=== PROVIDED PASSAGE ===

Software Engineering:

For software engineering, I would refer to Clean Code and Refactoring. Write clean code and clean the code as soon as bad smells are detected. This keeps the code clean and erosion is prevented. Bugs are easier to spot in clean code and also easier fixed.

With refactoring the architecture and design stays clean, too. This assures an understandable architecture which support bug fixing and improvements.

These actions should take place during normal work, but also scheduled at the end of sprints for instance. Code Reviews can also set in place in critical parts of the software to assure the right measure of quality. A time budget from 5% to 50% depending of the state of the code should be scheduled. In brown field projects with a lot of legacy code massive cleanup can help to improve the later development of new functionality dramatically. But, also in green field projects erosion takes place and should be fought with a 5% time budget at least. Have a look to the books Refactoring by Martin Fowler and Clean Code by Robert C. Martin for details, or Working Effectively with Legacy Code by Robert C. Martin.

Standardize (Seiketsu)

Classic meaning:

In fabrications all work stations should be standardized, what means that they should look, function and feel all the same. It is more easy to train people on a new station that way, the quality is higher due to a lower defect rate and it is also cheaper if it is possible to reuse procedures, tools and material.

Software Engineering:

For software engineering, there are two possible meanings:

  1. All developers should use the same tools for development. It is more easy then to maintain a development environment where only one IDE is present, one build system, on OS and so forth. Only for testing there may be some variation, but for pure development, it is easier to deal with one kind of tool for one purpose.

=== RECORD SET ===

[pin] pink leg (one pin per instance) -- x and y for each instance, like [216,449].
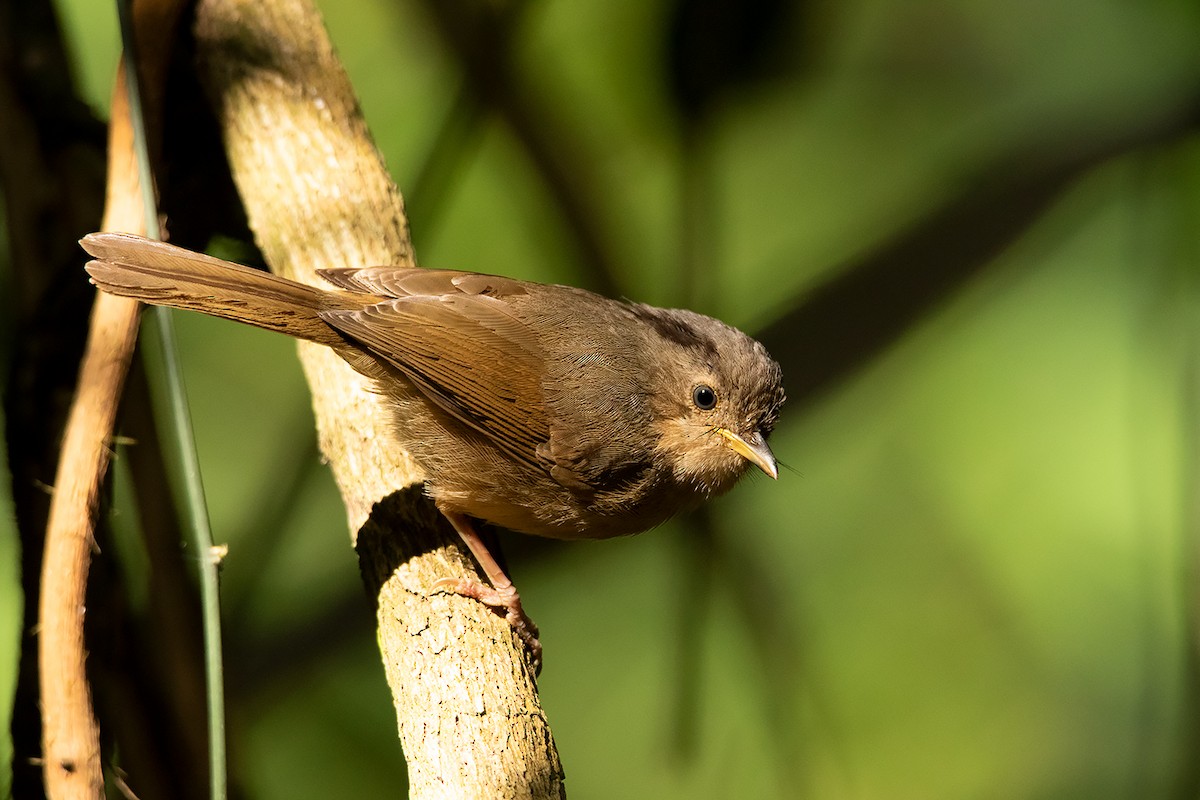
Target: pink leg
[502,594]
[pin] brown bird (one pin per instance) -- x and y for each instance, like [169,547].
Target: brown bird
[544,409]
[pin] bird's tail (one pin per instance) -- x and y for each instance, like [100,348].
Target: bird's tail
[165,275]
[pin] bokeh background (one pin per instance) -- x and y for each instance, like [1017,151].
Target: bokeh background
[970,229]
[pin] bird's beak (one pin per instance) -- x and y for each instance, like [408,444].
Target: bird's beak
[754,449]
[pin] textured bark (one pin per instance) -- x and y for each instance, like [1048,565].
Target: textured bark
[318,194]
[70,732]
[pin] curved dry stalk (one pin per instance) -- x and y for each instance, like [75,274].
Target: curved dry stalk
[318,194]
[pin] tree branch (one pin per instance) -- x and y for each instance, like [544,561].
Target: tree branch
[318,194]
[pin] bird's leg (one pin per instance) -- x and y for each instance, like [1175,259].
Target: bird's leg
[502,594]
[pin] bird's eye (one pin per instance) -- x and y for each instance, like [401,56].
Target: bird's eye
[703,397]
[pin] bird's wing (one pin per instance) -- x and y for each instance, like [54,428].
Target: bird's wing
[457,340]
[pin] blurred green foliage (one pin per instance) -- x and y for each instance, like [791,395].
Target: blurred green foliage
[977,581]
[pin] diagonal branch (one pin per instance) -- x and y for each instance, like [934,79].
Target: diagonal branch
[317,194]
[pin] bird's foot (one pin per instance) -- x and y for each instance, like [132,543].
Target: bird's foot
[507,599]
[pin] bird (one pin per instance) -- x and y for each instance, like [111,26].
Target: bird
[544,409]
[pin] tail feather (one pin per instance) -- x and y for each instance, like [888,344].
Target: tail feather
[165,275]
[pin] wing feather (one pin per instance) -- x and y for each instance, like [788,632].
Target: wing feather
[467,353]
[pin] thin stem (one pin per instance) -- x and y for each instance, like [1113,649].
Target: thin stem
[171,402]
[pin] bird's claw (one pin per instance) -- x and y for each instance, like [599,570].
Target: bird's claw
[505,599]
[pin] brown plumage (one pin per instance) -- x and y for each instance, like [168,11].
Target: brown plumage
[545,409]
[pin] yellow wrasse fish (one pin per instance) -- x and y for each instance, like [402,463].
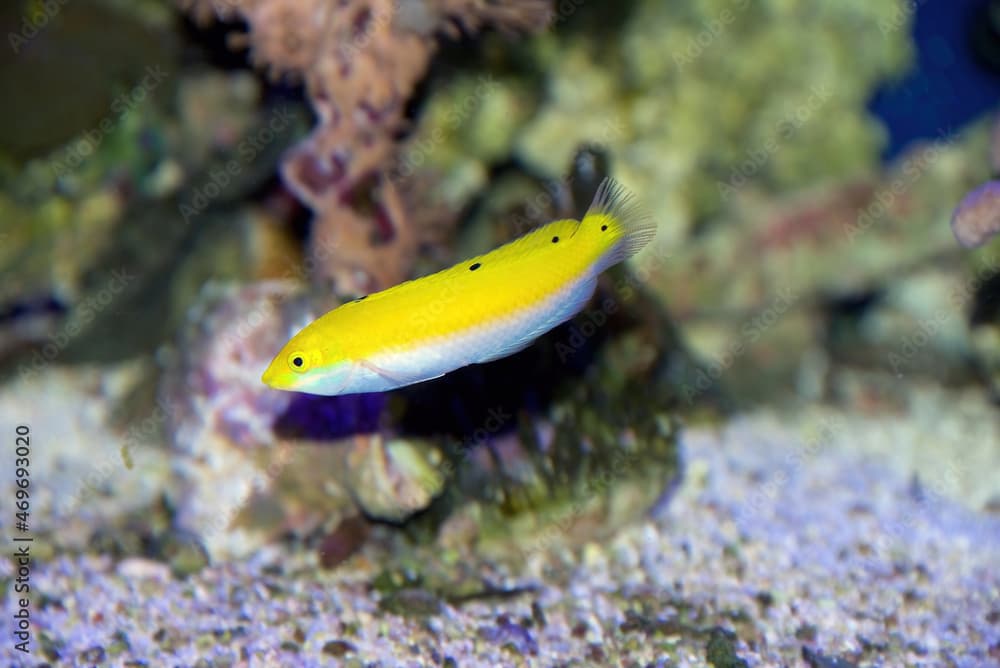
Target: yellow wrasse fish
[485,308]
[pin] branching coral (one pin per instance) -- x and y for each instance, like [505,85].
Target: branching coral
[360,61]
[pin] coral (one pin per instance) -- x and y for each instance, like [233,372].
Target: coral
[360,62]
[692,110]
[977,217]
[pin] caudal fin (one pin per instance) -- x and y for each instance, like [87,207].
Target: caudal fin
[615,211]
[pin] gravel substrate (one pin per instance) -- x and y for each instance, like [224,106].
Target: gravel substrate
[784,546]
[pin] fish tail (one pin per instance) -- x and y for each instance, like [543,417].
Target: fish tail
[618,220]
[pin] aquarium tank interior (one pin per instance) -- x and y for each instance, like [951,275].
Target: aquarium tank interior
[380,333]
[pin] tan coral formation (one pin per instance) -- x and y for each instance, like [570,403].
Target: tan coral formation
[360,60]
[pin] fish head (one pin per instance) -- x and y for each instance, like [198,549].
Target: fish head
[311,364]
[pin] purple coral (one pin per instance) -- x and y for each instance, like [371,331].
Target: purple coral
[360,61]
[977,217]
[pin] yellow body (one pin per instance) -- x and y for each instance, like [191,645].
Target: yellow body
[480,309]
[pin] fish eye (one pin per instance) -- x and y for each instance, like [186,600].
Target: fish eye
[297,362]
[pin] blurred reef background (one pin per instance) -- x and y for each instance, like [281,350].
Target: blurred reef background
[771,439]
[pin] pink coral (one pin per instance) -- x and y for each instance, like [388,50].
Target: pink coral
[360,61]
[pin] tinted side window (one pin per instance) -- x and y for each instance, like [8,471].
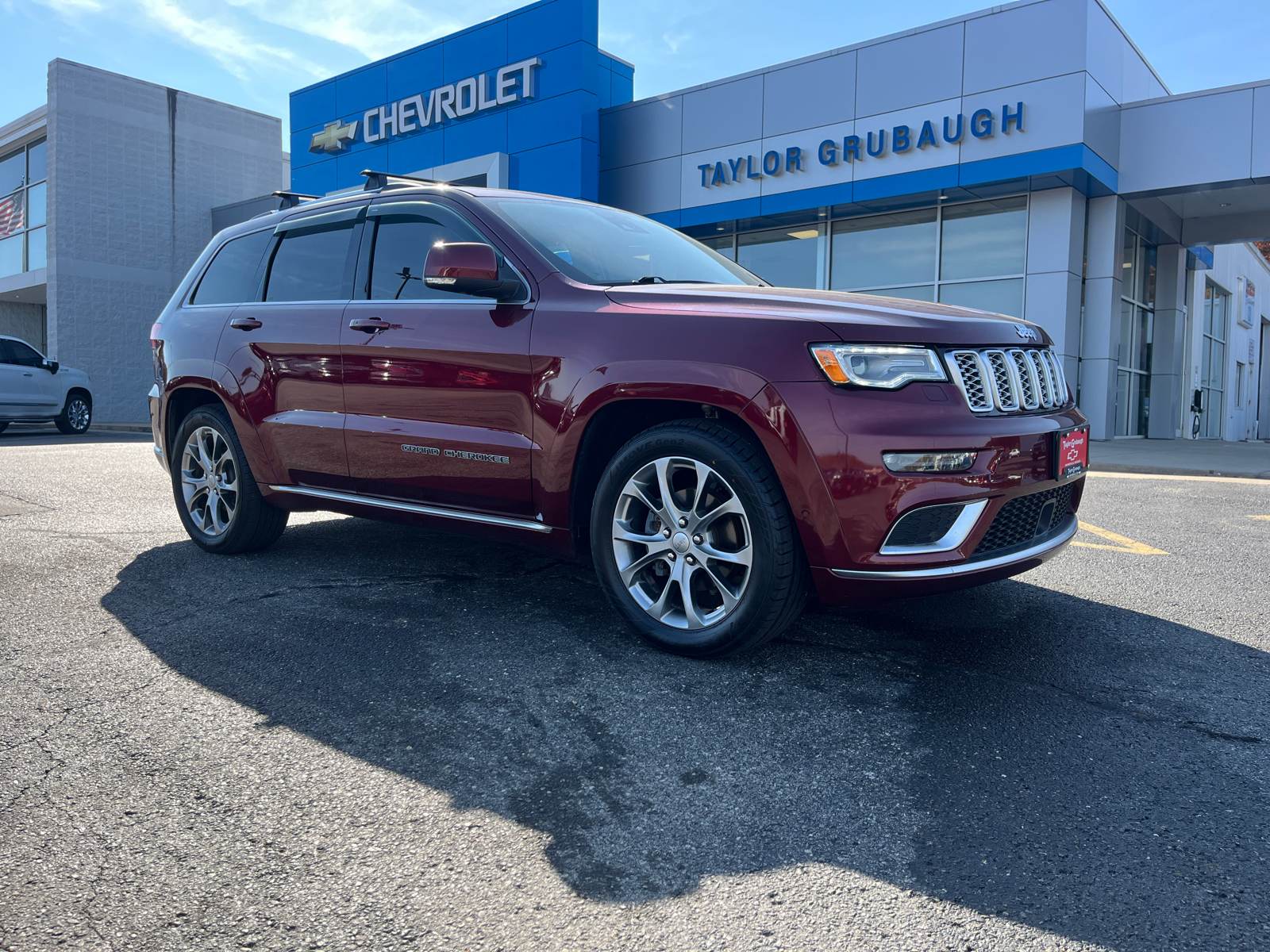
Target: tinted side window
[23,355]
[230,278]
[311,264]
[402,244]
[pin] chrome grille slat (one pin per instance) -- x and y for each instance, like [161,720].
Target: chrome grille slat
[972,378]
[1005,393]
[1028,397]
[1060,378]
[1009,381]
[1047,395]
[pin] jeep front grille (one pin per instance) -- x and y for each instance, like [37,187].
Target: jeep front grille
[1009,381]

===
=== RECORD SET ===

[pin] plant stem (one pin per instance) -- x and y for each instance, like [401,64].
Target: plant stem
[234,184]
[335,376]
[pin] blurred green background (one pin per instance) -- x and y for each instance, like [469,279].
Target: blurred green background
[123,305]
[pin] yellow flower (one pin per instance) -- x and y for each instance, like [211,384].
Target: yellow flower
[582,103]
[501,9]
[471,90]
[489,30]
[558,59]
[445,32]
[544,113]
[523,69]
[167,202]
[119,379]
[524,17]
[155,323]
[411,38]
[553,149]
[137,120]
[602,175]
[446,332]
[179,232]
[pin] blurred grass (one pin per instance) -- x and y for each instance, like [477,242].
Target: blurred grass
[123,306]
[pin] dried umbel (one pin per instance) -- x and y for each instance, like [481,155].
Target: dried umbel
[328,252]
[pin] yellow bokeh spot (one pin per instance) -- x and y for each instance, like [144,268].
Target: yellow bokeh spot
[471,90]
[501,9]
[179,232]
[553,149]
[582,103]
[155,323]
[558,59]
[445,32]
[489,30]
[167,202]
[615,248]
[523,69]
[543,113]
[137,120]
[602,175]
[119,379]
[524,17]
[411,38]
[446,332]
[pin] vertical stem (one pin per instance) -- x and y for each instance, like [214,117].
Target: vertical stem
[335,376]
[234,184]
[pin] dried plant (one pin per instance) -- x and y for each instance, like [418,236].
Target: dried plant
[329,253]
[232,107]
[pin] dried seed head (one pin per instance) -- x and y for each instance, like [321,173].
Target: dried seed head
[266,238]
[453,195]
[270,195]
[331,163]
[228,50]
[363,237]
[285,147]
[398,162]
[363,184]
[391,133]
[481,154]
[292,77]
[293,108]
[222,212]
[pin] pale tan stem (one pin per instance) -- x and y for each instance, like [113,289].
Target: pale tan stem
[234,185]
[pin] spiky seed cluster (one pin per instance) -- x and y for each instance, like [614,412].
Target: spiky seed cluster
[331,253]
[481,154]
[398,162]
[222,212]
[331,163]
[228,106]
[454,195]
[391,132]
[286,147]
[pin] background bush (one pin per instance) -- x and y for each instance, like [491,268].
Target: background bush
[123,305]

===
=== RECORD SET ===

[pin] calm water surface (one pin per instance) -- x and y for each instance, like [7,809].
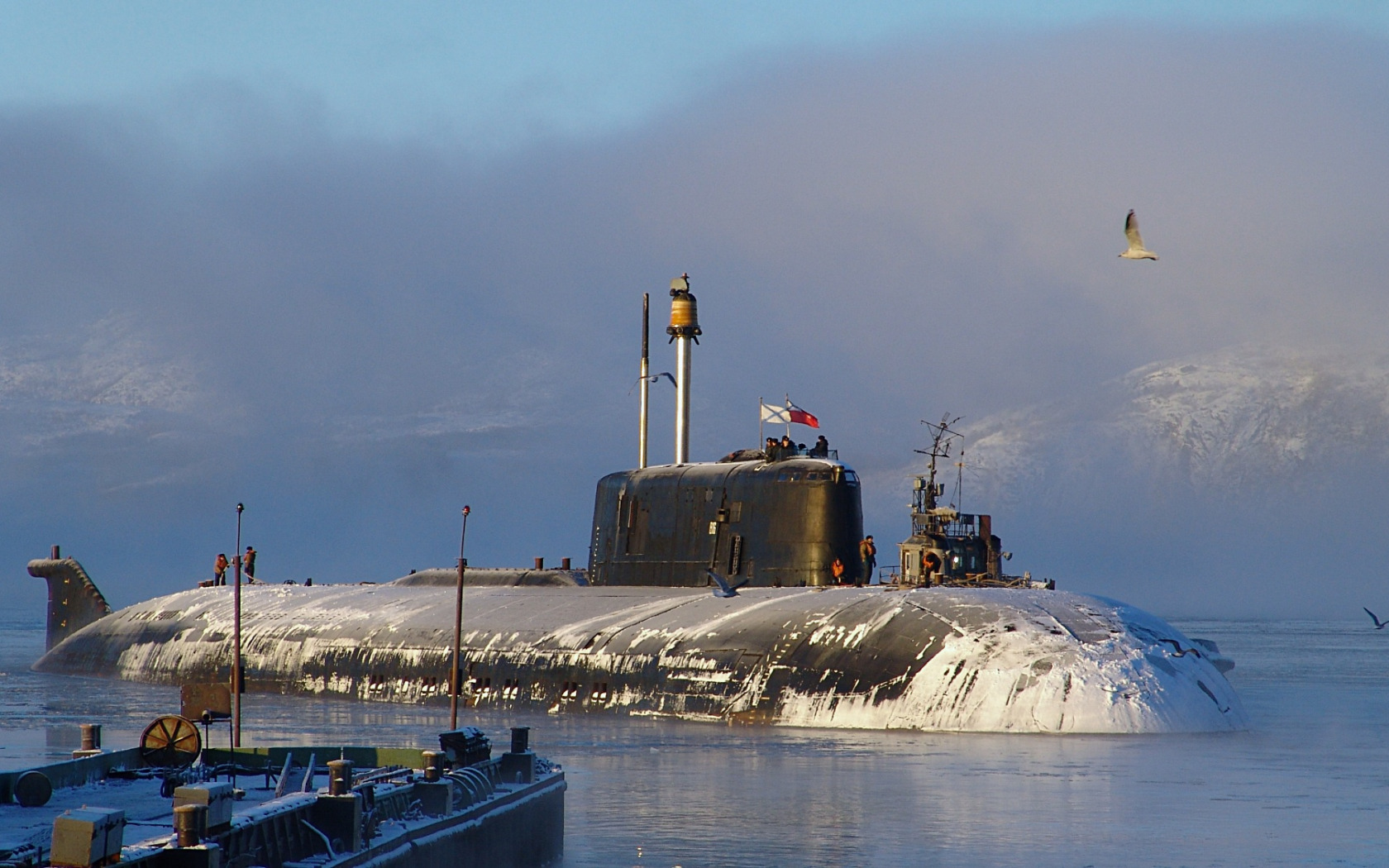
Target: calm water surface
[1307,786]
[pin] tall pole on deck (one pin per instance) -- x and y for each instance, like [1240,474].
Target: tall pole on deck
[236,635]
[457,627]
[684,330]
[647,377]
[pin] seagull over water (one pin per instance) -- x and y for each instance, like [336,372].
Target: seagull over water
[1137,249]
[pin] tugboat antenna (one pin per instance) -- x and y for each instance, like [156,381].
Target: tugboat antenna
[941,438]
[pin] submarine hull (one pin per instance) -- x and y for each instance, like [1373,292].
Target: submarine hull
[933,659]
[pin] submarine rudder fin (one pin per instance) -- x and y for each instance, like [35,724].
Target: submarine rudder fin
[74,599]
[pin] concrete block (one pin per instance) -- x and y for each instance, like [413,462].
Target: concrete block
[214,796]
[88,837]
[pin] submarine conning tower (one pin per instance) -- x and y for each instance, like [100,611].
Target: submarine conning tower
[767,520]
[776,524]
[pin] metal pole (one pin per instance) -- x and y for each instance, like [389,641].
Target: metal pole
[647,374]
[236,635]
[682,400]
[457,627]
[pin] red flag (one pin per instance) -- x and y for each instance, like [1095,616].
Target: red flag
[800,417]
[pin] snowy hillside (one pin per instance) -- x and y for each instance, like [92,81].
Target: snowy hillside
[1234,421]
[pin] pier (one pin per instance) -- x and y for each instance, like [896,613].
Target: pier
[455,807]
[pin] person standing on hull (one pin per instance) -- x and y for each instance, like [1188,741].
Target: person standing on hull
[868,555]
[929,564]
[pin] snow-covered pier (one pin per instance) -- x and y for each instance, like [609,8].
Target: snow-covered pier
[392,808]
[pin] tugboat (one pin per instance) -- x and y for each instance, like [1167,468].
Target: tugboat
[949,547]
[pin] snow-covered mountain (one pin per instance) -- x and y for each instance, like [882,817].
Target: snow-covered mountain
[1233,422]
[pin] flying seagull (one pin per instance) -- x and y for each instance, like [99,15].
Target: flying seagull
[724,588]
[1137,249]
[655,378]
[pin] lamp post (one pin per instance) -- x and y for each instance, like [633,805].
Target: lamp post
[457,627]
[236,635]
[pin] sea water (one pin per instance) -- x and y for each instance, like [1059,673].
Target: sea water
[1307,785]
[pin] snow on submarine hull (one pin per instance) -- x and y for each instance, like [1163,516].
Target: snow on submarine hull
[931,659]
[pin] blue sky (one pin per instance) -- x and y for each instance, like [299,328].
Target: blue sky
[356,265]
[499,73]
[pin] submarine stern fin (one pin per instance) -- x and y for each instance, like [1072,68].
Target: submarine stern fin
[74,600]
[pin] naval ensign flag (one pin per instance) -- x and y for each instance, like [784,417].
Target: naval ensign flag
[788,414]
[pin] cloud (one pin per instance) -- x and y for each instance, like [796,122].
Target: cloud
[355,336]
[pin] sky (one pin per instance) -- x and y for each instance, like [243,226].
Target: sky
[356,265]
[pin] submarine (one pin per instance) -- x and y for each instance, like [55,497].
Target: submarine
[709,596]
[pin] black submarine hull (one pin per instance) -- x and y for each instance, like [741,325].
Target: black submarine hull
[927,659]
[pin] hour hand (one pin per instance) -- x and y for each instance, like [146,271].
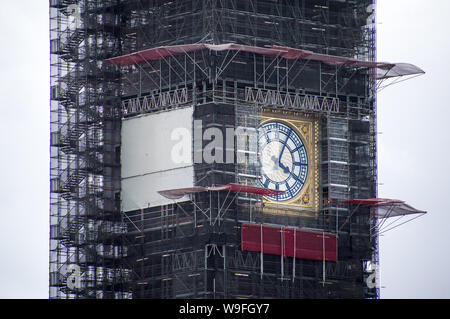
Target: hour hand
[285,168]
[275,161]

===

INSTRUCTIONS ::
a - Retype the portion of the software engineering passage between "In fabrications all" and "for one purpose.", inclusive.
b - Answer from the software engineering passage:
(i) What is the minimum time budget stated for fighting erosion in green field projects?
(ii) Who is named as the author of the book Refactoring?
(iii) In the classic meaning, how should standardized work stations look, function and feel?
c - Translate this sentence from the software engineering passage into Spanish: "Write clean code and clean the code as soon as bad smells are detected."

THE SOLUTIONS ::
a -
In fabrications all work stations should be standardized, what means that they should look, function and feel all the same. It is more easy to train people on a new station that way, the quality is higher due to a lower defect rate and it is also cheaper if it is possible to reuse procedures, tools and material.

Software Engineering:

For software engineering, there are two possible meanings:

  1. All developers should use the same tools for development. It is more easy then to maintain a development environment where only one IDE is present, one build system, on OS and so forth. Only for testing there may be some variation, but for pure development, it is easier to deal with one kind of tool for one purpose.

b -
(i) 5%
(ii) Martin Fowler
(iii) All the same

c - Escriba código limpio y limpie el código en cuanto se detecten malos olores.